Instructions for the task.
Write out the material again exactly, please, and omit the pictures.

Items from a data source.
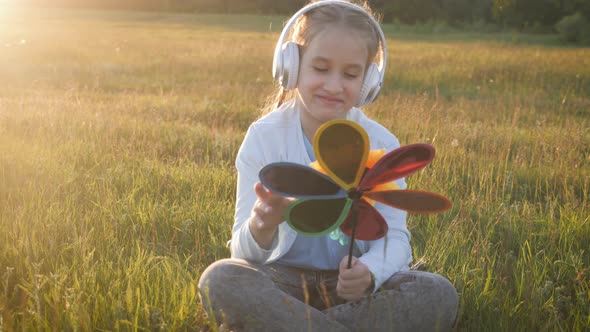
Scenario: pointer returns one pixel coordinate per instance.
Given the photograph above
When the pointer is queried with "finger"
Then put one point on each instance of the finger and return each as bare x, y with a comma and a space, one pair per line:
262, 208
261, 192
344, 263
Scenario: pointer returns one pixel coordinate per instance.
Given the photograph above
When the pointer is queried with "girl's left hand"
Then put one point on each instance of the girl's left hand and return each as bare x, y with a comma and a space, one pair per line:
353, 282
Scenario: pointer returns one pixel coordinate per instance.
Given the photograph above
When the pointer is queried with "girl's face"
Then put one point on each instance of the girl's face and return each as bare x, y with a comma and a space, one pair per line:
330, 76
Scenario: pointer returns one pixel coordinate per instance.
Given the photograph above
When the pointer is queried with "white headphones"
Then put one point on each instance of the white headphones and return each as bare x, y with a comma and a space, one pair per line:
285, 64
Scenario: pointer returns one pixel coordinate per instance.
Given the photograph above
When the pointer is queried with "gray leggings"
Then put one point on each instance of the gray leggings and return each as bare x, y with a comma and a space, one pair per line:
274, 297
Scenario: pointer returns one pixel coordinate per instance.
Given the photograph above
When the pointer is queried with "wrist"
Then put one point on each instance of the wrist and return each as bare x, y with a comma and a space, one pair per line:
262, 233
371, 287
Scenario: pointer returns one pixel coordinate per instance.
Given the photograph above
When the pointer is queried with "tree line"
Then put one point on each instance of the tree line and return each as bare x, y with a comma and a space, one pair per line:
528, 15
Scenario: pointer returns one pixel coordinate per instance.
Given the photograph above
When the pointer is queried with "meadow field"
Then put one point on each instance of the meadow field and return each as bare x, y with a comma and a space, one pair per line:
118, 133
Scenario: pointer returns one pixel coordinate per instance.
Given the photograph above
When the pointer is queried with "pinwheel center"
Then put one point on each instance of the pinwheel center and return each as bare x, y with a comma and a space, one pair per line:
354, 194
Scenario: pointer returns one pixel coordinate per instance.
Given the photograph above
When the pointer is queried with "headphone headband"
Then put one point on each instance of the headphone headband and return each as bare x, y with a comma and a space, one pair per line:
286, 73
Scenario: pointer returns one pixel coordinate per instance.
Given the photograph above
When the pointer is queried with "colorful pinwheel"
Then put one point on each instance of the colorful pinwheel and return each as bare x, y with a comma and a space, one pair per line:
341, 193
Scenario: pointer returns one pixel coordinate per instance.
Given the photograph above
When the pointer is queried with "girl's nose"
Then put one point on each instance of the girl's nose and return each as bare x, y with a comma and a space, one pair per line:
333, 84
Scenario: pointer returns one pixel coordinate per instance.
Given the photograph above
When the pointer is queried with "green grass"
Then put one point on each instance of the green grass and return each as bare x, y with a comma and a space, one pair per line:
118, 133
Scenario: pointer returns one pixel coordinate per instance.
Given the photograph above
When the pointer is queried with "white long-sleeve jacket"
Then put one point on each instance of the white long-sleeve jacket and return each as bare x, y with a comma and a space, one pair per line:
278, 137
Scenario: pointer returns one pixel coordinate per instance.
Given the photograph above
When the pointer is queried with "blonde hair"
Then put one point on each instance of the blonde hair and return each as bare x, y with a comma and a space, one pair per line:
311, 23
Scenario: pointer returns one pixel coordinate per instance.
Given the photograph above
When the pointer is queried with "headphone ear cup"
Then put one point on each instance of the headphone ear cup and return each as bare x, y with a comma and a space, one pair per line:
290, 65
371, 85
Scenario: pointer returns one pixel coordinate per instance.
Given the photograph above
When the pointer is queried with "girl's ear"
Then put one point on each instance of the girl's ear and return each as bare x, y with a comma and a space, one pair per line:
371, 85
286, 65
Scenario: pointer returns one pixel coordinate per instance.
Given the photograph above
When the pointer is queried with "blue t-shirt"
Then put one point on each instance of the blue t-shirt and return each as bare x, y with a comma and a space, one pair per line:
321, 253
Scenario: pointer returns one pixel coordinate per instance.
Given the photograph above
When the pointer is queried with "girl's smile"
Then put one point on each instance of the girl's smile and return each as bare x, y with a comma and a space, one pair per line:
330, 76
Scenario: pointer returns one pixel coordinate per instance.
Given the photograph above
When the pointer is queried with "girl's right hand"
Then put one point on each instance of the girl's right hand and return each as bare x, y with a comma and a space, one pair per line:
270, 208
267, 214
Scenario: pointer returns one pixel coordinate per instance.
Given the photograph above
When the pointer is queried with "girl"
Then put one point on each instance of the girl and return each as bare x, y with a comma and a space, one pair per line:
279, 280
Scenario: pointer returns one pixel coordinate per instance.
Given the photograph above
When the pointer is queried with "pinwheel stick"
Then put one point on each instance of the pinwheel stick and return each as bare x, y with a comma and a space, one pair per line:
355, 214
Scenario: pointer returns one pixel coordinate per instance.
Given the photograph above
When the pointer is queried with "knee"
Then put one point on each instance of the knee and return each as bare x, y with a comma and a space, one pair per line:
223, 276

The response.
Scenario: pointer returns one pixel coordinate per instance.
Given the photograph above
When the pointer is queried with "finger"
Then put one point on each instance of the finger and return each as bare x, y with a comma and a space, one pair per line:
262, 208
261, 192
344, 263
Scenario: pointer returns one pixel coordinate per instance.
Given the photograph above
When the pointer is queried with "girl's left hand"
Then put one point on each instance of the girl's left hand and return each as bare x, y with a comma and a space, one pair per line:
353, 282
Scenario: pointer returns one pixel coordinate per instance.
Given the photograph above
When the pointer is queried with "girl's face"
Then put one point on each instance of the girl's face and return each as bare x, y with a comma and a space, one pair per line:
330, 76
Scenario: pointer returns one pixel coordinate per instance.
Given the photograph above
When the pointer is queried with "white headphones"
Then put one point on each instance of the white headphones and return each as bare x, y with a comma and a space, one pair per line:
285, 64
Scenario: pointer returns one pixel coordinate per instance.
Given the photograph above
When the pointer is queried with "gray leggings"
Then put one point on each instance of the gray leggings and return each as bare x, y with a comma and a space, one pair per line:
274, 297
Scenario: pointer returns one pixel coordinate per instance.
Given the photograph above
When the pointer is queried with "wrist"
Then put one point on each instance of the wrist and return each as bare x, y with a comma and a space, one pair per line:
262, 233
371, 287
Scenario: pointer returns one pixel coordinate per instance.
Given the photograph above
When the pointer is queried with "tree line"
Then put one point on each instance of the tree line and return each as bare x, y with a comma and a space, one pair per line:
528, 15
Scenario: pointer returns one pixel coordinate per instance.
Given the photograph above
When the pointer is queried with "meadow field"
Then put one point on each instance of the meadow field and return each as bare x, y with a comma and a space, one pair per line:
118, 133
Scenario: pointer returns one pixel coordinate per instance.
Given the photograph above
When the pointer is queried with "pinwheel center"
Then put one point on each instance of the pinwheel center and return each as bare x, y with a comma and a space, one pair per line:
354, 194
Scenario: pointer returns one pixel coordinate per instance.
Given the photograph above
When the pointer is queried with "headphone headband"
Then put one point on each instance of the headphone headband and return each as bare x, y with a comma and a space, one pair per line:
286, 73
Scenario: pointer returns one pixel coordinate per instance.
Given the photograph above
When the pointer is queried with "colorful pinwheel"
Then put one point on each instance of the colorful pinwheel and return each as bare x, y with a comma and a space, one pair per line:
341, 193
Scenario: pointer returns one pixel coordinate per instance.
Given the photograph above
When the pointer is queried with "girl's nose"
Then put one point on each instance of the girl's nose and return each as bare x, y with a comma and a space, one pair per line:
333, 84
Scenario: pointer returns one pixel coordinate per instance.
Given the photograph above
When the pointer is queried with "green grass"
Then put one point on each instance of the green grass and return each as bare x, y with a comma and a space, one pair per line:
118, 133
Scenario: pointer returns one pixel coordinate per instance.
Given the photograph above
When the pointer is queried with "white long-sleeve jacket"
Then put one point on each instance of the white long-sleeve jacket and return each as bare x, y with a comma and a space, one pair per line:
278, 137
Scenario: pointer returns one pixel coordinate per instance.
Given the photograph above
When the pointer is queried with "blonde hair"
Then put one point on each instance of the blonde hair and return each as bare x, y with a comma and a space, one pair per line:
311, 23
Scenario: pointer returns one pixel coordinate per instance.
Given the photograph above
When the pointer is queried with "headphone ear cup"
Then put one point on each instance of the headphone ear cup and return each as bare x, y with a comma and a space, one pair per line:
290, 65
371, 85
Scenario: pointer returns one pixel coordinate per instance.
Given the photograph above
When the pointer is queried with "girl's ear"
Then put one point on each instance of the girl's ear and return each as bare x, y with a comma and a space, one pair per line:
371, 85
286, 65
Scenario: pointer returns one pixel coordinate per instance.
Given the photograph above
When the pointer is queried with "blue t-shirt"
Then put one point on each instance of the blue t-shirt and return each as bare x, y with a comma and a space, one pair per line:
321, 253
Scenario: pointer returns one pixel coordinate per instance.
Given the photograph above
When the pointer is queried with "girl's smile"
Then put one point on each instance of the girl's smile and return each as bare x, y with a comma and a space, one pair per line:
330, 76
Scenario: pointer returns one pixel coordinate per instance.
Given the photograph above
When the pointer is queried with "girl's right hand"
Then put one point on each instance of the girl's right hand and return each as bare x, y with a comma and a space, one pair per line:
270, 208
267, 214
Scenario: pointer returns one pixel coordinate per instance.
Given the photograph above
When the pointer is queried with "girl"
Then put one point on each instance of the girl and return each as bare x, y with a comma and a space, one pair per line:
279, 280
Scenario: pointer returns one pixel coordinate per instance.
Given the photograph above
When the pointer is queried with "pinwheel stick"
Then put one point on each instance of the pinwheel stick and return each as bare x, y with a comma and a space, one pair per line:
355, 214
Scenario: pointer returns one pixel coordinate per instance.
Given the photograph above
When the pointer is queried with "knee"
Then put one point on each instance of the knee and return each as bare x, y with a comma and a space, one pair per line:
223, 276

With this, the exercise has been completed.